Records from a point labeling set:
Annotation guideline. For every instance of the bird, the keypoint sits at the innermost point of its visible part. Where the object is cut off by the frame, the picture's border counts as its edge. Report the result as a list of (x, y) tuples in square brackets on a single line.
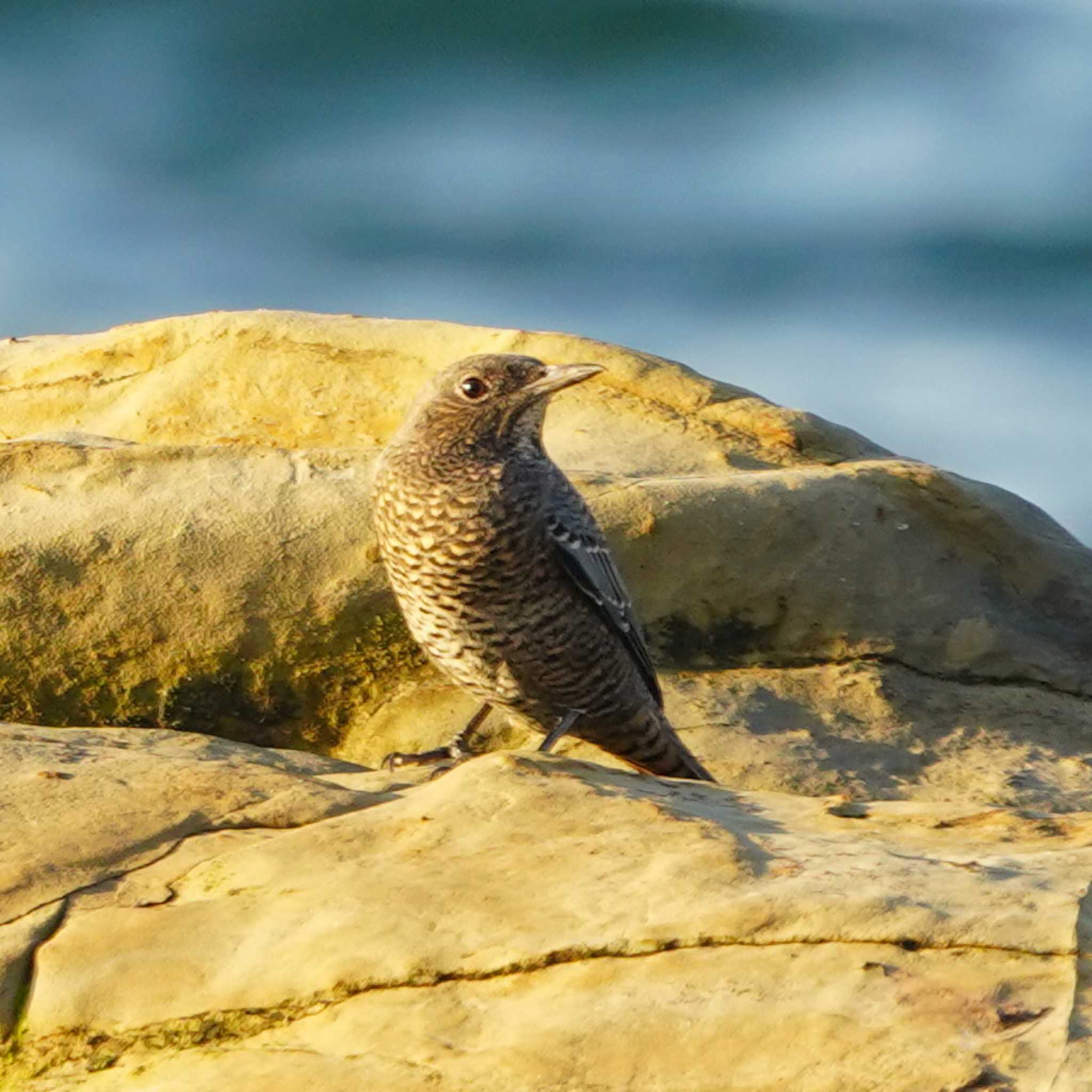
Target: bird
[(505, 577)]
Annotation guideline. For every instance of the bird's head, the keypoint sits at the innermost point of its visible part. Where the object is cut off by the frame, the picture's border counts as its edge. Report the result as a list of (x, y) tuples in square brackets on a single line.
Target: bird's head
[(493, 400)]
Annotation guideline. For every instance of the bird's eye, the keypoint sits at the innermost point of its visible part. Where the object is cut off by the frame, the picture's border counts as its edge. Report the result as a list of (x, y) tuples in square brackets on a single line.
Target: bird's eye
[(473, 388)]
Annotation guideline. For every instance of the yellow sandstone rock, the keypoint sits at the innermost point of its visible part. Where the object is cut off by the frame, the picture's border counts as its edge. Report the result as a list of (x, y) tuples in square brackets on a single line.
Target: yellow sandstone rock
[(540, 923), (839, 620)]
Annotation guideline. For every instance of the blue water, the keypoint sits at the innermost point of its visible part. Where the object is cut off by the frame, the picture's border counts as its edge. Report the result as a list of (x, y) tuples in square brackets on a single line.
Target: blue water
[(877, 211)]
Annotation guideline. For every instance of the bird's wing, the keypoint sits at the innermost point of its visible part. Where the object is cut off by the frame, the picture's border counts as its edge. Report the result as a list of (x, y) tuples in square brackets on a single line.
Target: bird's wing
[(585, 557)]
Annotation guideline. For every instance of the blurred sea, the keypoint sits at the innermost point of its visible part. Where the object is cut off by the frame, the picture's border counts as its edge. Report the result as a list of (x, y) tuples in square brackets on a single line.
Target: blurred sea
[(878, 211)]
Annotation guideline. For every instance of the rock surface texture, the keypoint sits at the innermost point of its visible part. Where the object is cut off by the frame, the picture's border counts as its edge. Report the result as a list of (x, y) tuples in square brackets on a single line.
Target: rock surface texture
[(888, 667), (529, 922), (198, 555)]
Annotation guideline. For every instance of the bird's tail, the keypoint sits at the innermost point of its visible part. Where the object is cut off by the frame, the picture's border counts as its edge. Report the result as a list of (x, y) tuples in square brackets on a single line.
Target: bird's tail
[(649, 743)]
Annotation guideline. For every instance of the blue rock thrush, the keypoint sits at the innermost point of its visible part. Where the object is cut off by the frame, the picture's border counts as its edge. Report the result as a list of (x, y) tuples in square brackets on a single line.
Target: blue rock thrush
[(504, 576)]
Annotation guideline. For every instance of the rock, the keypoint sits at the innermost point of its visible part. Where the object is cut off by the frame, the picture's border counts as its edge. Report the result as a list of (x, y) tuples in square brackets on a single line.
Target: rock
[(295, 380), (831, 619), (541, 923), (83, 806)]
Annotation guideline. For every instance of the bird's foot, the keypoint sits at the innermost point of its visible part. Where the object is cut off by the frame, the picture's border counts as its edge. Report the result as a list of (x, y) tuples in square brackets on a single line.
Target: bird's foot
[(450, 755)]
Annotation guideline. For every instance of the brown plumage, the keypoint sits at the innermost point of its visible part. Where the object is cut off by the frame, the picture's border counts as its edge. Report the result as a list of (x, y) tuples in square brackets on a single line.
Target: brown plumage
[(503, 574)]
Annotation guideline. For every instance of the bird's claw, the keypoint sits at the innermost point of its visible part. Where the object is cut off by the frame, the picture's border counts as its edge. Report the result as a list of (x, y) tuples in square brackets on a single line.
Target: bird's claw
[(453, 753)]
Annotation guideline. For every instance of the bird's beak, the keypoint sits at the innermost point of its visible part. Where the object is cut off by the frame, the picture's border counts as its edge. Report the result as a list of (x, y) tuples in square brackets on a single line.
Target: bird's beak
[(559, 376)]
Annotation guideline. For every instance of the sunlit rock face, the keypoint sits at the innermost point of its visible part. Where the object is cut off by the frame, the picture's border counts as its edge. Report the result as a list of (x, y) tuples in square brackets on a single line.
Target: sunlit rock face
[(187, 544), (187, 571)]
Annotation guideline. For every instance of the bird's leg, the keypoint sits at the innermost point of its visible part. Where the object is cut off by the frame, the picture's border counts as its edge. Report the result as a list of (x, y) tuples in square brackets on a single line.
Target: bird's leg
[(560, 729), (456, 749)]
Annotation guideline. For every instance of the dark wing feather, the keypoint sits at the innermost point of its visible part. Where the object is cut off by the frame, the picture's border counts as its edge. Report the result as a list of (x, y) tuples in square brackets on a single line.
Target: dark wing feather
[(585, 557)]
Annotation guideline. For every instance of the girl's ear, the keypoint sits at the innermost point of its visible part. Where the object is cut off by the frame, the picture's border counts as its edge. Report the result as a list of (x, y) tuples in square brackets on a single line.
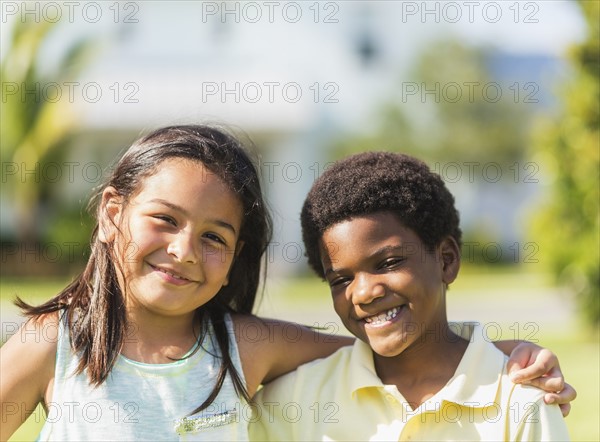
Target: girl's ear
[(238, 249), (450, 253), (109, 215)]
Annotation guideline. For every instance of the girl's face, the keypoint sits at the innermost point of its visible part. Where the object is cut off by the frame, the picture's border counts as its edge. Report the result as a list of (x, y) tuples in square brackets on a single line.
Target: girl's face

= WORK TO BE COMPLETED =
Convert the part that opens with the line containing "Annotation guideline. For every instance of the blurred" and closes with the line containing "[(295, 380), (831, 619), (541, 923), (83, 806)]" into a JSON list of strings, one string per line. Include both end lines and leave out any blank lines.

= RESULT OF THIS TASK =
[
  "Annotation guideline. For every instance of the blurred sea, the keypoint sits at the innermost point of its visible part. Where the object is cut off by the frame, the picture's border counts as its edge. Report the result as a list of (x, y) tuples in square brackets on a single line.",
  "Target: blurred sea",
  "[(878, 211)]",
  "Annotation guideline. For every instance of the rock surface texture, the keypoint sits at the innermost point of its visible part. Where the object is cut off by the frame, the picture's border counts as its edge. Report the result as a list of (x, y) tuples in square brackets on a single line.",
  "Target: rock surface texture",
  "[(888, 667), (529, 922), (198, 555)]",
  "Annotation guideline. For every instance of the bird's tail, the keypoint sits at the innermost point of its visible part. Where the object is cut off by the frame, the picture's border counts as its edge. Report the result as a list of (x, y) tuples in square brackets on a single line.",
  "Target: bird's tail",
  "[(649, 743)]",
  "Annotation guideline. For every instance of the blue rock thrush, the keypoint sits at the innermost point of its visible part. Where the object is cut off by the frame, the picture's border counts as its edge. Report the result as a list of (x, y) tuples in square brackets on a single line.",
  "Target: blue rock thrush",
  "[(504, 576)]",
  "Annotation guideline. For every instance of the rock, the keypoint sits at the innermost point of its visible part. Where the object is cut off by the frame, the picture's border counts as its edge. Report the result as a list of (x, y) tuples in square brackets on a single line.",
  "Target: rock",
  "[(295, 380), (831, 619), (541, 923), (83, 806)]"
]